START Data
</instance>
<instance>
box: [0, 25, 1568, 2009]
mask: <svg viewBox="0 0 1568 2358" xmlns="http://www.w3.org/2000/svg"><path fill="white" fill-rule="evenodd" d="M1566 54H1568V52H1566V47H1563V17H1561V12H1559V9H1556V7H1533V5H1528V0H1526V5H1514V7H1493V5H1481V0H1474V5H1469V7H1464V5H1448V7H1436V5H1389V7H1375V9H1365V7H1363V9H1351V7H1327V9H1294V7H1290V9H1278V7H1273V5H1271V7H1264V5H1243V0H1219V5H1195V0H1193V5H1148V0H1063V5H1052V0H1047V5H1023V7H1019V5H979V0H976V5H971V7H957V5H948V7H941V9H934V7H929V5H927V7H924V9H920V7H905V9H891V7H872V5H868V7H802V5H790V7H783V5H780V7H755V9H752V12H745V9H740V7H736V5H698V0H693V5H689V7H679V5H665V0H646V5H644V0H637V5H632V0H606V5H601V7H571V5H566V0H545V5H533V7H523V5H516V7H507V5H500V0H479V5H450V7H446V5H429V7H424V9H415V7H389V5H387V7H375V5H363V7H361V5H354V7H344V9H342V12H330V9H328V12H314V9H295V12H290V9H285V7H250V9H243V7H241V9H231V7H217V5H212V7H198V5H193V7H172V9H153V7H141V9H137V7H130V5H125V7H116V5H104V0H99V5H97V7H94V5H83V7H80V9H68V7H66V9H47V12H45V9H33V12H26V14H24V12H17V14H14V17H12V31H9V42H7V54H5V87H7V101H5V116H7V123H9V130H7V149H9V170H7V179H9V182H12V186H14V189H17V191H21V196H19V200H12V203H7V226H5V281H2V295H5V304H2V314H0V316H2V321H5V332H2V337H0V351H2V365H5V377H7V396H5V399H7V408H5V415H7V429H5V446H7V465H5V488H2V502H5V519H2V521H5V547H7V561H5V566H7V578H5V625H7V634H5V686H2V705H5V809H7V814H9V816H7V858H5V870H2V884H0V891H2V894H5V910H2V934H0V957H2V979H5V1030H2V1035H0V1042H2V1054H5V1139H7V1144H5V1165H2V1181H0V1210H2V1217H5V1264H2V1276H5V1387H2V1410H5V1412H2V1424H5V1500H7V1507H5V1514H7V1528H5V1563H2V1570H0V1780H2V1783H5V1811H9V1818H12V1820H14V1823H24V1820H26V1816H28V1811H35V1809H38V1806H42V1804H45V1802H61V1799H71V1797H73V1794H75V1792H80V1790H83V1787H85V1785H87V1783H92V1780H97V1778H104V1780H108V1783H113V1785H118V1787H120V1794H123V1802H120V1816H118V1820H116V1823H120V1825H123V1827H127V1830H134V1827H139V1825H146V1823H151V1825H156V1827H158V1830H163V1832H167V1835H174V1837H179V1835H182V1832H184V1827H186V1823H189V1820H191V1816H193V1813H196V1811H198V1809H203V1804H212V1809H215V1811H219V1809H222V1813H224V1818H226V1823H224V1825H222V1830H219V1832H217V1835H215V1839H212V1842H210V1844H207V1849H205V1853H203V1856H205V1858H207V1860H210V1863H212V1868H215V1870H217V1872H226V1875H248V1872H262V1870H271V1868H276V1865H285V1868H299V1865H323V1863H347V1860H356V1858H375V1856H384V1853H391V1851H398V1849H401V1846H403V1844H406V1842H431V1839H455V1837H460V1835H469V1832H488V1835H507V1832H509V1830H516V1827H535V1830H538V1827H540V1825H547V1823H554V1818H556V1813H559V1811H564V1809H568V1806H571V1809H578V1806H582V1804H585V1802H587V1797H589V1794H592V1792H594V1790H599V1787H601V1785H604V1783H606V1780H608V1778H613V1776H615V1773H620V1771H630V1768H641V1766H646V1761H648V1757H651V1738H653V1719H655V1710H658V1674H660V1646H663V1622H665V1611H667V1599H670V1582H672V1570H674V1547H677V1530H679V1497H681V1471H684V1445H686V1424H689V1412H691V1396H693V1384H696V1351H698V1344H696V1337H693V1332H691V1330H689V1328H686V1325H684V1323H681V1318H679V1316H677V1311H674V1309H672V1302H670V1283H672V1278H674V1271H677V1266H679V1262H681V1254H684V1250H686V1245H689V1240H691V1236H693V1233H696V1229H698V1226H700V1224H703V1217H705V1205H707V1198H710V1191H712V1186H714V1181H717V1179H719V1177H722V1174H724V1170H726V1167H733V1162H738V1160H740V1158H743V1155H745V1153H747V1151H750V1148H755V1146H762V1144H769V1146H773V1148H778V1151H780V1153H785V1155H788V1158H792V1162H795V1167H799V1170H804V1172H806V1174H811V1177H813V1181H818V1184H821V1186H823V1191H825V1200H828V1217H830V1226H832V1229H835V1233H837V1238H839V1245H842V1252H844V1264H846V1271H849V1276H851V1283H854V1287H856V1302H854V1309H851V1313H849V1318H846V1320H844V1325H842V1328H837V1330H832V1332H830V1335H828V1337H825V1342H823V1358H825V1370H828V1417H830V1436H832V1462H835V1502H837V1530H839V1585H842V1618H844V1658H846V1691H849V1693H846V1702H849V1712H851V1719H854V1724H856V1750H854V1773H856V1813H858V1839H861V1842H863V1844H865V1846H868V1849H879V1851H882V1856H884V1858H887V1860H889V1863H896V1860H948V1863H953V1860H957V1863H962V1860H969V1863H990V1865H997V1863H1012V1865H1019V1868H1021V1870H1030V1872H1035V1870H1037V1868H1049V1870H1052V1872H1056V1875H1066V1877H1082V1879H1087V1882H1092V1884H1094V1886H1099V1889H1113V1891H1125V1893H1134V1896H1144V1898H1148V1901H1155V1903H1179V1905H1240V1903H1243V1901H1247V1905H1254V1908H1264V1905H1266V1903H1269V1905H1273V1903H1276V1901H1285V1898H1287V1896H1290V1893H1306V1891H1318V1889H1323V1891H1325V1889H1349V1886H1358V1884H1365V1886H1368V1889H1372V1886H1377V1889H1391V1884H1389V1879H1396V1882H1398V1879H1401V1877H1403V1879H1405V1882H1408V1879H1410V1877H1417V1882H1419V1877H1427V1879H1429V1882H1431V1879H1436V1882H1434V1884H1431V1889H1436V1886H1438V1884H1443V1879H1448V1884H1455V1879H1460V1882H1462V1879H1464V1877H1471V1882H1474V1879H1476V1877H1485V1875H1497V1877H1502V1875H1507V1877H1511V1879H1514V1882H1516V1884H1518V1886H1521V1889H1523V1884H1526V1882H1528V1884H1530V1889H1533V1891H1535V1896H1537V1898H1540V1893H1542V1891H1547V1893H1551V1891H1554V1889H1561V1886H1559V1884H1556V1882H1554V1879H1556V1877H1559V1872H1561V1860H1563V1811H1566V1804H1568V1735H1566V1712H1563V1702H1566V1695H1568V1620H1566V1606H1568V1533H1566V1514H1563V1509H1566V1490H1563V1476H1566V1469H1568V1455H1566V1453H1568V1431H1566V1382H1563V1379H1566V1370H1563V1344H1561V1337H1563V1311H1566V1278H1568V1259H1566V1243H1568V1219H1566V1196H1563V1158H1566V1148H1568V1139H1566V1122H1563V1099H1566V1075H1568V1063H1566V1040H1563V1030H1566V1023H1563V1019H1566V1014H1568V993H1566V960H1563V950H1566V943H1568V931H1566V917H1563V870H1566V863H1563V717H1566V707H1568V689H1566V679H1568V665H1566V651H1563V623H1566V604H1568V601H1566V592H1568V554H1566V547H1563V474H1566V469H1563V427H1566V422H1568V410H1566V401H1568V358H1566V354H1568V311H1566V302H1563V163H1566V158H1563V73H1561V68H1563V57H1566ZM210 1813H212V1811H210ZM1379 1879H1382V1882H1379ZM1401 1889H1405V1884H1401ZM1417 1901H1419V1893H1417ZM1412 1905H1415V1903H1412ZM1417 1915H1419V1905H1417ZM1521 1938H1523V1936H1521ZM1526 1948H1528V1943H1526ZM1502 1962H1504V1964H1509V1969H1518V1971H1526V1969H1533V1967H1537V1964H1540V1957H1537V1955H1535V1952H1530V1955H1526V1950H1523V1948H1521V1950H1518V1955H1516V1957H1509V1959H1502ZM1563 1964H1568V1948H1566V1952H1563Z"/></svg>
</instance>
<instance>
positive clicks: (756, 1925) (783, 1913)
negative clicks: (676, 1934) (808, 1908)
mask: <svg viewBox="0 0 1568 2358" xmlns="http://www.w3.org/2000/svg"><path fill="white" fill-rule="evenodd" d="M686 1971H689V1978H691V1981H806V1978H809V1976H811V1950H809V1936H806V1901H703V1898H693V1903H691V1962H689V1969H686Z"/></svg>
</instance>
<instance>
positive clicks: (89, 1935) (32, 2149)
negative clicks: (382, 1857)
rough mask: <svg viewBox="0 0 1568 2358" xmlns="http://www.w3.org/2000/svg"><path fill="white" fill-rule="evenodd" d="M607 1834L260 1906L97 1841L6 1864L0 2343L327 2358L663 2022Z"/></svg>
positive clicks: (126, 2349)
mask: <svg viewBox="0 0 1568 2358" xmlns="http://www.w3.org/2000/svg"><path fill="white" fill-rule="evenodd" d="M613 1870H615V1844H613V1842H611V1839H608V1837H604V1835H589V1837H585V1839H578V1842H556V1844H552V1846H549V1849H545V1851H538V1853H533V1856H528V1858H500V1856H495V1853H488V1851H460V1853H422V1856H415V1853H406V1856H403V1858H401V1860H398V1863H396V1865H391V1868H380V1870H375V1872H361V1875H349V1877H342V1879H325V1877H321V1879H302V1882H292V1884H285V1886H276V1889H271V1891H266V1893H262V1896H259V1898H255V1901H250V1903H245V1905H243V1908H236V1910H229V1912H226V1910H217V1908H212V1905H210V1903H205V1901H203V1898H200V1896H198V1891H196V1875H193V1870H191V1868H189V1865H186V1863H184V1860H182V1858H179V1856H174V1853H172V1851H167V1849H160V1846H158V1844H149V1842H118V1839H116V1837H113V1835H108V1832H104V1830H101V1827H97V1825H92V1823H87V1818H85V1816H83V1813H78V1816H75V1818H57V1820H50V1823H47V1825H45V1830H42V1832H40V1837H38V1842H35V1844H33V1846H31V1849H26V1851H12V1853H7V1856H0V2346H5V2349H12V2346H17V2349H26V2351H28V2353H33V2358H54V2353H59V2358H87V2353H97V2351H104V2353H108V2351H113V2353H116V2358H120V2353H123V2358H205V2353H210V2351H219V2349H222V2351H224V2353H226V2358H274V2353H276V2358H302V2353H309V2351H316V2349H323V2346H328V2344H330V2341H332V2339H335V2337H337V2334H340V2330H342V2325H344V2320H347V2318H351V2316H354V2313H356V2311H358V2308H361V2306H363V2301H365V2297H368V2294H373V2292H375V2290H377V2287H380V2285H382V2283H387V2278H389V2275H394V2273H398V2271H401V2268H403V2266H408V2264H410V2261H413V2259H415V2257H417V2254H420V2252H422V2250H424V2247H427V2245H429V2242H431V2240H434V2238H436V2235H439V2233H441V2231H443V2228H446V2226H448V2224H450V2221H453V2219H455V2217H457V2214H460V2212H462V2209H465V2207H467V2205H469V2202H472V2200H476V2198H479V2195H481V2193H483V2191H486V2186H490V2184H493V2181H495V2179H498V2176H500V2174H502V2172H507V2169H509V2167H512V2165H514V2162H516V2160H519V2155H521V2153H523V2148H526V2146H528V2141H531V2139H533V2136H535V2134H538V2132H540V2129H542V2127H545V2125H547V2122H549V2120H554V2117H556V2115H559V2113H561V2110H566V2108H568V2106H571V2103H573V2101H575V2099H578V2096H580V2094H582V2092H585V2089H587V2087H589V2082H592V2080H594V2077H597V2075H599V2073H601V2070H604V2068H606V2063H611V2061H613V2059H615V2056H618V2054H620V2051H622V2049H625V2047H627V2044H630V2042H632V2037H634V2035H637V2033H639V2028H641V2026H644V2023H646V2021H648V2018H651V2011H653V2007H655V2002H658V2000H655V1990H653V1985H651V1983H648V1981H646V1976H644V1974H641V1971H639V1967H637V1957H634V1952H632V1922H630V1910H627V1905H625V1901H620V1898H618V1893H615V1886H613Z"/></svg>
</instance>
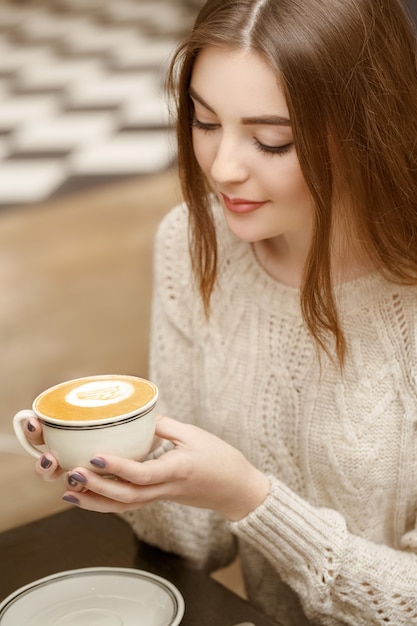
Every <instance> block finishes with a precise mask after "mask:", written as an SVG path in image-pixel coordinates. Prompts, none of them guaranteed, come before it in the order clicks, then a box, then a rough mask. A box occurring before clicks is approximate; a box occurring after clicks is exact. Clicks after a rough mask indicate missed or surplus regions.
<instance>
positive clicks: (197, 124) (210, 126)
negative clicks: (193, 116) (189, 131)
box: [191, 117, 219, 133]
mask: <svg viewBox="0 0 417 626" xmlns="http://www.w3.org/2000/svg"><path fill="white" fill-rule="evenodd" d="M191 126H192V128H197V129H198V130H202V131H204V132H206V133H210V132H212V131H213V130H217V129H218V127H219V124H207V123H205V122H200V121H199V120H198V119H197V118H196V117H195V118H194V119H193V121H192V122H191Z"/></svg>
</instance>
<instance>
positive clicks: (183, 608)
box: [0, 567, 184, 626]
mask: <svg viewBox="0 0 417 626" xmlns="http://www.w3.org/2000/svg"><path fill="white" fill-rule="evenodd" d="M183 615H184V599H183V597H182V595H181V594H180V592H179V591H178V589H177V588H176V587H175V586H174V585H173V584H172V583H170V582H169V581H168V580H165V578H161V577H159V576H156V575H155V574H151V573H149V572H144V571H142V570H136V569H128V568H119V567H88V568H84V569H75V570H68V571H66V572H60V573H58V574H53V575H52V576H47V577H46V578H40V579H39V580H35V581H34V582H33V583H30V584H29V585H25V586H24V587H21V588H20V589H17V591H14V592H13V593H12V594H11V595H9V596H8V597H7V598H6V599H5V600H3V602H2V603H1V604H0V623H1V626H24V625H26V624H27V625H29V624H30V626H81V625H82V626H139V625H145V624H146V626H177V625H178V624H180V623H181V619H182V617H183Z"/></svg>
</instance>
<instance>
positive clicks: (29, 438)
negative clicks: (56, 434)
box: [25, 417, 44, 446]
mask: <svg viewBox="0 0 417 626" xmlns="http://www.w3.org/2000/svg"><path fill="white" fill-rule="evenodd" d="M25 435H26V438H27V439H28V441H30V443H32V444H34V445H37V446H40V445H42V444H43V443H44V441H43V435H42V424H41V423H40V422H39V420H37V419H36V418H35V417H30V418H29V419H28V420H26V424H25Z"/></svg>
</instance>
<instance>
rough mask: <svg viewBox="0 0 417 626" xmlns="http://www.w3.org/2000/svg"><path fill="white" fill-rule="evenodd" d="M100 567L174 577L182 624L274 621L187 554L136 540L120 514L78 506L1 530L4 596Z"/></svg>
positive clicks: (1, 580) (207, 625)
END Data
[What is expected]:
Extract the lines of the records above verbatim, starting at the line that contains "Every <instance> block" and ending at the line that contains "box: [0, 567, 184, 626]".

[Solution]:
Every <instance> block finishes with a precise mask after "mask:", written as an SVG path in image-pixel coordinates. Prompts, none of them guaranteed, come before it in the order clicks, then a box, then a rough mask. A box occurring before clicks is approximate; a box occurring after clicks is exact. Clicks after a rough mask indicate missed or surplus regions.
<instance>
positive clicks: (197, 124) (210, 126)
negative clicks: (193, 116) (189, 131)
box: [191, 117, 219, 133]
mask: <svg viewBox="0 0 417 626" xmlns="http://www.w3.org/2000/svg"><path fill="white" fill-rule="evenodd" d="M191 126H192V128H197V129H198V130H202V131H204V132H206V133H210V132H212V131H213V130H217V129H218V127H219V124H207V123H205V122H200V121H199V120H198V119H197V118H196V117H195V118H194V119H193V121H192V122H191Z"/></svg>
</instance>
<instance>
positive clicks: (183, 608)
box: [0, 567, 184, 626]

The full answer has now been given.